▸ The task:
The entries below are to be reproduced in full, exactly as written.

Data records
────

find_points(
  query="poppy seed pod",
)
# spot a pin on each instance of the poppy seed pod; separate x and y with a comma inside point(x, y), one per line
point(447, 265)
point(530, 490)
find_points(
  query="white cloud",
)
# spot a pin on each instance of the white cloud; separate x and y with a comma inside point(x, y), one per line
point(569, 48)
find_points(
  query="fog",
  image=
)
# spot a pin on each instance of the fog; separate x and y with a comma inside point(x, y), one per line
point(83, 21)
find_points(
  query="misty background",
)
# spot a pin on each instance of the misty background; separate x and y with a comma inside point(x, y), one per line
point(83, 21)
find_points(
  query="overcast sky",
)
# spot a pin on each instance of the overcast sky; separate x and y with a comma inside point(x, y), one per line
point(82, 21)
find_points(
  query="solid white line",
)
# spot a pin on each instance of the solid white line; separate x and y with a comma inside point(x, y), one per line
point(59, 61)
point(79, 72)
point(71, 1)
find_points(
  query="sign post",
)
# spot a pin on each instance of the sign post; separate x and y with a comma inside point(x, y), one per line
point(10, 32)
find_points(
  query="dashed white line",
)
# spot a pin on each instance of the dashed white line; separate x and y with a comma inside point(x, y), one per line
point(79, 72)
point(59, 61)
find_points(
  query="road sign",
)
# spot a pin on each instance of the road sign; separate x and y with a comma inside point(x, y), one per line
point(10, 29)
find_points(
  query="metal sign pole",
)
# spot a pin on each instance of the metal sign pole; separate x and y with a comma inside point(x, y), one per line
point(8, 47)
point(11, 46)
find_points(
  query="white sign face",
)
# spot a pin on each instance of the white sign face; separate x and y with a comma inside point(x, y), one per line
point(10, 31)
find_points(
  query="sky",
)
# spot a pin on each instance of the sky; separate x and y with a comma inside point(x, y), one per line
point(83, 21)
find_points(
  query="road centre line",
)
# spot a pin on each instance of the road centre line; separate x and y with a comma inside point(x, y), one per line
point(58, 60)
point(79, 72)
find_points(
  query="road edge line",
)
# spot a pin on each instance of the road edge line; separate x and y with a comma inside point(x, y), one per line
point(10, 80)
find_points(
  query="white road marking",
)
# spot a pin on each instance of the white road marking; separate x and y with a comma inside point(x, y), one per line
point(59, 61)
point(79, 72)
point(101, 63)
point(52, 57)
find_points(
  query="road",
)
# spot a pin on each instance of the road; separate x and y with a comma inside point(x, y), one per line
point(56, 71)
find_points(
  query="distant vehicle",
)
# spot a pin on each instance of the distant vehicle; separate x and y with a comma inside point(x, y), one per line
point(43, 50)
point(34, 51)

────

▸ Answer for this exercise:
find_points(
  query="poppy seed pod",
)
# spot a pin on each instance of the poppy seed pod; separate x and y with a comma inside point(x, y), one per line
point(447, 265)
point(530, 490)
find_points(
  query="white cloud",
)
# spot a pin on each instance of the white cloud; separate x and y with a comma inside point(x, y), one per line
point(569, 48)
find_points(
  query="fog",
  image=
)
# spot a pin on each instance of the fog; separate x and y with a comma inside point(x, y), one per line
point(83, 21)
find_points(
  query="misty background",
)
# spot a pin on each instance of the misty background; separate x and y with a comma inside point(x, y), one per line
point(83, 21)
find_points(
  query="overcast sky",
)
# spot a pin on each instance of the overcast sky; separate x and y with a comma inside point(x, y), one per line
point(82, 21)
find_points(
  query="solid white line",
)
# spot a pin on each instance of the solid white line; separate x and y with a comma inside point(x, y), one per line
point(59, 61)
point(79, 72)
point(71, 1)
find_points(
  query="sign post",
)
# spot a pin on each instance of the sign post; separate x and y with a comma inside point(x, y), one per line
point(10, 32)
find_points(
  query="dashed white line",
)
# spot a pin on each instance of the dashed white line; separate x and y with a comma inside point(x, y), one per line
point(79, 72)
point(59, 61)
find_points(
  query="road sign",
)
# spot a pin on each instance of the road sign; separate x and y with a comma inside point(x, y), one per line
point(10, 29)
find_points(
  query="metal sign pole",
)
# spot a pin on each instance of the metal sign pole; separate x and y with a comma inside point(x, y), one per line
point(8, 47)
point(11, 46)
find_points(
  query="white sign face",
)
# spot a pin on each instance of the white sign face; separate x and y with a comma inside point(x, y), one per line
point(10, 31)
find_points(
  query="sky",
)
# spot a pin on each instance of the sky; separate x and y with a comma inside point(x, y), one per line
point(83, 21)
find_points(
  query="road centre line",
)
# spot a pin on each instance of the road centre line; separate x and y with a comma inside point(x, y), one per line
point(58, 60)
point(79, 72)
find_points(
  query="road edge line",
)
# spot a pin on each instance of the road edge line; separate x and y with a comma inside point(x, y), one per line
point(10, 80)
find_points(
  query="white road marking",
)
# spot a pin on each instance of the white road marking; separate x and y with a comma inside point(x, y), one per line
point(59, 61)
point(79, 72)
point(101, 63)
point(52, 57)
find_points(
  query="road",
)
# spot a pin on each instance of the road; separate x and y with a comma inside point(x, y), one per line
point(56, 71)
find_points(
  query="distant vehicle",
)
# spot a pin on each instance of the distant vehicle; separate x and y with a comma inside point(x, y), one per line
point(43, 50)
point(34, 51)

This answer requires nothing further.